══ Records supplied
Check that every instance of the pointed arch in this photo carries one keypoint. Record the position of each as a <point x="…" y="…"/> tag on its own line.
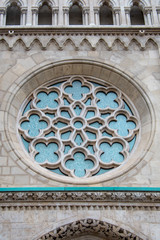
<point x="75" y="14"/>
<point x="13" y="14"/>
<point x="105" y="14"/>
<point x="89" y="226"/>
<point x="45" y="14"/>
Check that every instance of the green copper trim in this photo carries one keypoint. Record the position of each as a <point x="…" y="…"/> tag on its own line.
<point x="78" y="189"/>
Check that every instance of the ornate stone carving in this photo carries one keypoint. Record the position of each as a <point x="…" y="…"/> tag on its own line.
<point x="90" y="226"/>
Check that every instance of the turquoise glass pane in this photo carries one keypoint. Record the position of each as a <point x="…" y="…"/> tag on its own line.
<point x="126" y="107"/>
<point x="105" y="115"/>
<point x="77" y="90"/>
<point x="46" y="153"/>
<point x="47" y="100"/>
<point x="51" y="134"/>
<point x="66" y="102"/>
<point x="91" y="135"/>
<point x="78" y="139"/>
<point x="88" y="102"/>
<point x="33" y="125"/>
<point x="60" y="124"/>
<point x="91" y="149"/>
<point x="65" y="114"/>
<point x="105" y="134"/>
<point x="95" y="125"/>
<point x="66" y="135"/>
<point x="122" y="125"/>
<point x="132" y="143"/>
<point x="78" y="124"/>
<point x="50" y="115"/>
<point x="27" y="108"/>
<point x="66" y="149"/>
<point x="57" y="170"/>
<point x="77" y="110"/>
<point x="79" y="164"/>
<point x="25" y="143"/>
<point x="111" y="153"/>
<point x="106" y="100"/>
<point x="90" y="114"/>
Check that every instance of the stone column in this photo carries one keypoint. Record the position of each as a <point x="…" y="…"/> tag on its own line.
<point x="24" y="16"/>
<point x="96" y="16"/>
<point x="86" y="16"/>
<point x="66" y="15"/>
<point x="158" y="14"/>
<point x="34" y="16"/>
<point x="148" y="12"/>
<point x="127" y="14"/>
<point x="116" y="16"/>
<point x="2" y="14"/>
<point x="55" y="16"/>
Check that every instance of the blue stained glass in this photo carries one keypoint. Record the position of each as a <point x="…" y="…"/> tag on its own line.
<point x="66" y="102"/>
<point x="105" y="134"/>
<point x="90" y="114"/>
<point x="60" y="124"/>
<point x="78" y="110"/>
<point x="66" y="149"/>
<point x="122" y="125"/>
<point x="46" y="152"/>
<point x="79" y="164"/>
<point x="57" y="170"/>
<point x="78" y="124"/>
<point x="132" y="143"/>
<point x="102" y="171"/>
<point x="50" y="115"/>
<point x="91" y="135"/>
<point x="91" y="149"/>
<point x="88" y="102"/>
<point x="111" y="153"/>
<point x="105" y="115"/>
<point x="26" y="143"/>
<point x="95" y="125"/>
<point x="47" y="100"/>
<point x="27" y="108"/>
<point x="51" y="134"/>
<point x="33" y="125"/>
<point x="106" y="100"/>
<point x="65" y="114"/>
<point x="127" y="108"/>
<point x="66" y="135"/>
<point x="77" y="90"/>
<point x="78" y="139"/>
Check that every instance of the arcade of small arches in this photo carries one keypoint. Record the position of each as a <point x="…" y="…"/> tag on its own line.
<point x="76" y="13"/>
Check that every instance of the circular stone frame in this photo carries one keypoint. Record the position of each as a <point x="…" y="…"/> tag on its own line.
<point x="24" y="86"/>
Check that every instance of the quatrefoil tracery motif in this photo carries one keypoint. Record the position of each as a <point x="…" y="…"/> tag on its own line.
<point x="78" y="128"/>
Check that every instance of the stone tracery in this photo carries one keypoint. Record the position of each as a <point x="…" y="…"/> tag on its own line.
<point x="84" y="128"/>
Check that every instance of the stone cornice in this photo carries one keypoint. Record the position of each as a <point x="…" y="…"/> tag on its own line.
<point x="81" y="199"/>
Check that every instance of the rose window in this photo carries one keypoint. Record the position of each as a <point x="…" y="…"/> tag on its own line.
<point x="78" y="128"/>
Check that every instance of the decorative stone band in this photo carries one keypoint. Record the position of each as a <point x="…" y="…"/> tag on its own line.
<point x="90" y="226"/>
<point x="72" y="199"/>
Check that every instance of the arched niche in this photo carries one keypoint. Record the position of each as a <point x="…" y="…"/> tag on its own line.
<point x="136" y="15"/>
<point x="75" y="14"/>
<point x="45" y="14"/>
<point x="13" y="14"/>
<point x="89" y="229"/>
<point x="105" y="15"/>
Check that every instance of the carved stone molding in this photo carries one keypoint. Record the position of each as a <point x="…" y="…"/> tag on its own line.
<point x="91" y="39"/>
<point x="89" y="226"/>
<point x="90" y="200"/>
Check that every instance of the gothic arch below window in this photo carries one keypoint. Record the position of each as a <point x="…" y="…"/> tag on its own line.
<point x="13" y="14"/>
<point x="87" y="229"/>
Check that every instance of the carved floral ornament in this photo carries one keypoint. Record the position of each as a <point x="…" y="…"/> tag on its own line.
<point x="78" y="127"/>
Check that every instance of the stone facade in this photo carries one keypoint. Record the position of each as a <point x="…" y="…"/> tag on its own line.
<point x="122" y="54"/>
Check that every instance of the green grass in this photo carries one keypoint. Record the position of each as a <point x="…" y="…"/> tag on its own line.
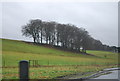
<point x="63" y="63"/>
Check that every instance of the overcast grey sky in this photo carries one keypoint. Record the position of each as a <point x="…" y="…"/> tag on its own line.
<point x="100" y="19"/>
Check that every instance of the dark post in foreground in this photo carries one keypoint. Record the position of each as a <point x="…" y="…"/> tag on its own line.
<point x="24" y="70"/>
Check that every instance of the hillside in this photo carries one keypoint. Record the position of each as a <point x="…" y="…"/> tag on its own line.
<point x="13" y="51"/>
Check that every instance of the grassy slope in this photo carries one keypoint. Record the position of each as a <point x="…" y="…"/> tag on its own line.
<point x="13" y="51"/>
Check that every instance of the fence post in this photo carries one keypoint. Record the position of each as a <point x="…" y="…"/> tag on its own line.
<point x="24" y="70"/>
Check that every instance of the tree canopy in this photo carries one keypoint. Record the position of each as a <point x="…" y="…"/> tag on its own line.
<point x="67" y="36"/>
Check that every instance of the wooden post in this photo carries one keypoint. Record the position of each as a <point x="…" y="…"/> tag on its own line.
════
### Exercise
Rewrite the stretch of entries from the line containing "Check that every instance of the grassy" through the end of the entries as a Markdown table with two columns, Row and Text. Give each line its own numbered row and omit blank lines.

### Answer in full
| Row | Text |
|---|---|
| 1 | Check that every instance of the grassy slope in this photo carries one keypoint. Record the position of each as a <point x="…" y="…"/> tag on its own line. |
| 2 | <point x="13" y="51"/> |
| 3 | Check that every instance of the fence post in this photo carries one keypoint. Record the position of each as a <point x="…" y="…"/> tag on its own line. |
| 4 | <point x="24" y="70"/> |
| 5 | Check that every instance of the tree canopy in this photo carries one keypoint. Record the position of each as a <point x="…" y="…"/> tag on its own line. |
| 6 | <point x="67" y="36"/> |
| 7 | Check that every instance of the wooden post in this photo carries one keypoint. Record the position of each as a <point x="…" y="…"/> tag on its own line. |